→ WORK INSTRUCTIONS
Locate the line containing "Task: point to each instance of the rock", then please write out that line and all the lines below it in the entries exactly.

# Start of DATA EXTRACT

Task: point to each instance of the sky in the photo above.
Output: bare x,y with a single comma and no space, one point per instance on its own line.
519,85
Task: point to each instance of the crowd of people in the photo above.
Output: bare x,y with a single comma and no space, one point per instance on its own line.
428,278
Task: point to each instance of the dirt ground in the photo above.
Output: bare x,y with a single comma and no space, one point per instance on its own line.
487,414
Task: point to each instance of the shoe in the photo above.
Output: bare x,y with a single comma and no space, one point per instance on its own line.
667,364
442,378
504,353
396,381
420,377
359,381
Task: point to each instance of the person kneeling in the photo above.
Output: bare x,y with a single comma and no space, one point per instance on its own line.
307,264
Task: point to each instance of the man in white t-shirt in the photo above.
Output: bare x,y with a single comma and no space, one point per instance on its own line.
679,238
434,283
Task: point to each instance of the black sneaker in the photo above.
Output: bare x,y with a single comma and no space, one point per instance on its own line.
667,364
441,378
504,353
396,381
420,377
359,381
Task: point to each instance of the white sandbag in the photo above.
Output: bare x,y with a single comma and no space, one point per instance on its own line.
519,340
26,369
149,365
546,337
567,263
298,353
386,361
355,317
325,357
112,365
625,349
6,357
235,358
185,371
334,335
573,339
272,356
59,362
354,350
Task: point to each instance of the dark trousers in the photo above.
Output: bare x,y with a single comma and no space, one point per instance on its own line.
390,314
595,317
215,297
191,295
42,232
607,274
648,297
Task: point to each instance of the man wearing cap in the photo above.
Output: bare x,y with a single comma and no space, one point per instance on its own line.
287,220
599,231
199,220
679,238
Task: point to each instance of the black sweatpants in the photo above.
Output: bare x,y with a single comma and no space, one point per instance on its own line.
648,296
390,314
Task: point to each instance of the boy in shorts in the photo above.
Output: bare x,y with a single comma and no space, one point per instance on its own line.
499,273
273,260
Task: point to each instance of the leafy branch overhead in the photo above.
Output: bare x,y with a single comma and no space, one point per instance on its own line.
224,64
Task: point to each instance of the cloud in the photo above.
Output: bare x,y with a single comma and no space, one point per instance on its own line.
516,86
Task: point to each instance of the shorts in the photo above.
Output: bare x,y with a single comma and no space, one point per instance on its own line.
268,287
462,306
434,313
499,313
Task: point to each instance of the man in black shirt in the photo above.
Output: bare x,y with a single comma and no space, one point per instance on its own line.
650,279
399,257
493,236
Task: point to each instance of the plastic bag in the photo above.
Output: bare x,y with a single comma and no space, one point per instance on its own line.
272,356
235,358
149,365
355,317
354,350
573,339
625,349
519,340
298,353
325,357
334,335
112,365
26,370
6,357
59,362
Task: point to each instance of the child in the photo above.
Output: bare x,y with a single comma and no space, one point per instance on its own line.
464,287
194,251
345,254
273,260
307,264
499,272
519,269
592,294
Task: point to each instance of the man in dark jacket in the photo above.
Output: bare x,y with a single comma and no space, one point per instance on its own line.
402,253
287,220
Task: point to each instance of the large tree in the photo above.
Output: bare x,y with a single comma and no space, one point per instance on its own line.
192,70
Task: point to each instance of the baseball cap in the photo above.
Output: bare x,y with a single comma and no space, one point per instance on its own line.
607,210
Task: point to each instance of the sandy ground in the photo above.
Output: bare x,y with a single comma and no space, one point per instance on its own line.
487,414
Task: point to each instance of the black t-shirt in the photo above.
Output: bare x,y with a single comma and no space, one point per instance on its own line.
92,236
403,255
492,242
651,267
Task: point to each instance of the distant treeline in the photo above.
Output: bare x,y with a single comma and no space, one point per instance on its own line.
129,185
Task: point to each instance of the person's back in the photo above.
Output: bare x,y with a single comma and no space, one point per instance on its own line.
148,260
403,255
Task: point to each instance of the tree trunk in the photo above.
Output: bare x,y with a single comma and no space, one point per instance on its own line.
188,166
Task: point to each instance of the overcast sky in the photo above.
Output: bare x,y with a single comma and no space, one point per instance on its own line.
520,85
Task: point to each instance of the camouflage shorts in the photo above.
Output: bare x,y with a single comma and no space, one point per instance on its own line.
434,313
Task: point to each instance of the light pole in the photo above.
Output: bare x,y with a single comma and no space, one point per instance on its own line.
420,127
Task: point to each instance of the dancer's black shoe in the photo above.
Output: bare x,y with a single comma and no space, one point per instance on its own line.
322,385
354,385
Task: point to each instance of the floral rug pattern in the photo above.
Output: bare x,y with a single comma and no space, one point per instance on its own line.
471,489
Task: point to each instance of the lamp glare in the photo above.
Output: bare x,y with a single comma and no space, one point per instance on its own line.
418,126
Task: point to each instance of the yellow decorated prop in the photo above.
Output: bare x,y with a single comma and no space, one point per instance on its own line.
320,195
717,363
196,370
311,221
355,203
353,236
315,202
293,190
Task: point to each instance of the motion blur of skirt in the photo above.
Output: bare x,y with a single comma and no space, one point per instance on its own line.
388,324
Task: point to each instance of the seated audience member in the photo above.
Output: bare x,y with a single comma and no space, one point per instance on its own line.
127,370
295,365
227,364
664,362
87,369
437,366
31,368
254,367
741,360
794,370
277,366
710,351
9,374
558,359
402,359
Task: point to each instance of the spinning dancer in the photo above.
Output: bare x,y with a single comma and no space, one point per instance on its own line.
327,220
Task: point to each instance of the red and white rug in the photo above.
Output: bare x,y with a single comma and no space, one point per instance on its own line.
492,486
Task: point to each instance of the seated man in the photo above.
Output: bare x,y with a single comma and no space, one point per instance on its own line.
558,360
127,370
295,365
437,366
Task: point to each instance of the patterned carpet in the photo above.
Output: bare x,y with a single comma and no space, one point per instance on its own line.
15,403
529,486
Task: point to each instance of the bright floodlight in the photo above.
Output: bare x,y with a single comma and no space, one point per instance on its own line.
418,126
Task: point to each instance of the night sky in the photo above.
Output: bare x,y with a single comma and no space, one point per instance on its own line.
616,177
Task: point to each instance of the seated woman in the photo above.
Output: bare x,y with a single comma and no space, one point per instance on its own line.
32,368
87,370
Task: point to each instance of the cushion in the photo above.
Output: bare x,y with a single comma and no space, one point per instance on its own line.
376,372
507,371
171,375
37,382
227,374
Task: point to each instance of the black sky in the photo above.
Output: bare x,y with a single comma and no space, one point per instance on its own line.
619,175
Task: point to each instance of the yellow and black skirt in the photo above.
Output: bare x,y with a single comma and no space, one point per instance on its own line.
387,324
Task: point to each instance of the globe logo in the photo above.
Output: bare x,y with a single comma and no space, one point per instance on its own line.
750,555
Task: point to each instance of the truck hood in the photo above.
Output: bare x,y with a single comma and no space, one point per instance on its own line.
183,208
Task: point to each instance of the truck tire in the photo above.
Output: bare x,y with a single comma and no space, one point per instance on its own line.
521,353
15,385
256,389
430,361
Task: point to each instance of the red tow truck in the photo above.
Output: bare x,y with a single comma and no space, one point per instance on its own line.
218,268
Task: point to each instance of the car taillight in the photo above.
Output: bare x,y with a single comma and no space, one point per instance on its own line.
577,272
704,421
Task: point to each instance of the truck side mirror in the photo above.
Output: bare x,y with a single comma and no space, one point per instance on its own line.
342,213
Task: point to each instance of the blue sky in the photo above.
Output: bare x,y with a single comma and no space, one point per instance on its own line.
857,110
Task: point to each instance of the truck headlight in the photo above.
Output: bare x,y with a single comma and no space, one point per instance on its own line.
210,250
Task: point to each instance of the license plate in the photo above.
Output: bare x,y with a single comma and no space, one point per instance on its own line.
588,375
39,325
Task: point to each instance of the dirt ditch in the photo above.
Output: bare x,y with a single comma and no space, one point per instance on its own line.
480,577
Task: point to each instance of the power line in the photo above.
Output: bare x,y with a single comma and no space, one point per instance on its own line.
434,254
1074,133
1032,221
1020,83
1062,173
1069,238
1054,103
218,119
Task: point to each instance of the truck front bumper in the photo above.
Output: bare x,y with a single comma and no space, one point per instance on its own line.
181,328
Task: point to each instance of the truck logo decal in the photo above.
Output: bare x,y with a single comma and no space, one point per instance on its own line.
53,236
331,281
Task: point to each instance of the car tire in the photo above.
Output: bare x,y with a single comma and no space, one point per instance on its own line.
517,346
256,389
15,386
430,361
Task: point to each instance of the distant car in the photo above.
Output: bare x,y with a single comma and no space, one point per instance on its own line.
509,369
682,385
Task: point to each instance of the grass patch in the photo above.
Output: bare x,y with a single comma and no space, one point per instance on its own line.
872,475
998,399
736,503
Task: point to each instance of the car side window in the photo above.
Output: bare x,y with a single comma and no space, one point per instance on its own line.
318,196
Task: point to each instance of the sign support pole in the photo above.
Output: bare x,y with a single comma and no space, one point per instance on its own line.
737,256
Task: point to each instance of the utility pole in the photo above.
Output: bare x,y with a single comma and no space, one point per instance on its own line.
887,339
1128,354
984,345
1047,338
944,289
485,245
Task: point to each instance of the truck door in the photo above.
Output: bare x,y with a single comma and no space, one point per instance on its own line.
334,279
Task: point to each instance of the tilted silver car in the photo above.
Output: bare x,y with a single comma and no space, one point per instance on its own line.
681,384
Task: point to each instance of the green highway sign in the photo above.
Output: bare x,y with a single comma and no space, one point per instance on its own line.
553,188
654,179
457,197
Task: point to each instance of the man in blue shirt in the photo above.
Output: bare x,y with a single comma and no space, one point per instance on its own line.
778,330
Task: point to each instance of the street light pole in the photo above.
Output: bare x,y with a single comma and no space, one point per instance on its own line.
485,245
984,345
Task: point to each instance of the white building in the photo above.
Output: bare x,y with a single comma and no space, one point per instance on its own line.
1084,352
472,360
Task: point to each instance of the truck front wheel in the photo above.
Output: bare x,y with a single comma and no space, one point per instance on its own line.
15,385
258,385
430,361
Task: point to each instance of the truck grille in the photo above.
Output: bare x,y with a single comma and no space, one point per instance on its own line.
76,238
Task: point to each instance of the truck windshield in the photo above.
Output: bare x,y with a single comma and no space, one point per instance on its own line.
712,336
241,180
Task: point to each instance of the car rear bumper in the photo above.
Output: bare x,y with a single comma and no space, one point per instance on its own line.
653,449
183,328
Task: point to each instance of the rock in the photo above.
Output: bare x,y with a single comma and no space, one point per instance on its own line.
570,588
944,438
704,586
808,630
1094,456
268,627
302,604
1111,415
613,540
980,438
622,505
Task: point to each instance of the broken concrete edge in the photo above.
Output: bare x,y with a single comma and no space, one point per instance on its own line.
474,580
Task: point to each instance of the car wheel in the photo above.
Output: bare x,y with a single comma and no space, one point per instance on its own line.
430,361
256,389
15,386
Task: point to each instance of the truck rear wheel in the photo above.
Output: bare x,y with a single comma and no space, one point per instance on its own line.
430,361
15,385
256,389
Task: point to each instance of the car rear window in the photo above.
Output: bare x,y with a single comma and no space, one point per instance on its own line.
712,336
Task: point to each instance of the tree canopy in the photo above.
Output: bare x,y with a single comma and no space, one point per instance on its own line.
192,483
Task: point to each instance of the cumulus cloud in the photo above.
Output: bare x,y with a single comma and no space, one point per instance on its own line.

# End of DATA EXTRACT

→ RESULT OF THE EXERCISE
Task: point to each instance of the rock in the photo above.
Output: bare x,y with a single comma and no space, one point per instance on its own line.
570,588
944,438
704,586
808,630
1094,456
268,627
302,604
1111,415
613,540
980,438
622,505
Task: point to each instance of the broken concrete edge in the photo above.
Output: bare x,y with a single comma and no space, one point per instance on its own line.
474,580
Task: point to each instance of the car wheel in the photo above.
Output: bare x,y with a single comma and no space, one point per instance on its own line.
430,361
256,389
15,386
Task: point to each instance of the truck rear wheel in the photo above.
Output: bare x,y with a single comma and no space, one point per instance on its own line.
430,361
15,385
256,389
Task: point to each instance of the car rear window in the photo above.
Output: bare x,y with a single comma and no space, one point per instance on its own line.
712,336
Task: point to each instance of the tree canopy in the photo above.
Output: bare x,y with a single comma and no space, one point per instance on its own line.
192,483
Task: point to each instance of the cumulus cloud in the photo above.
Output: bare x,y with a single comma and no space, one point per instance on its own line.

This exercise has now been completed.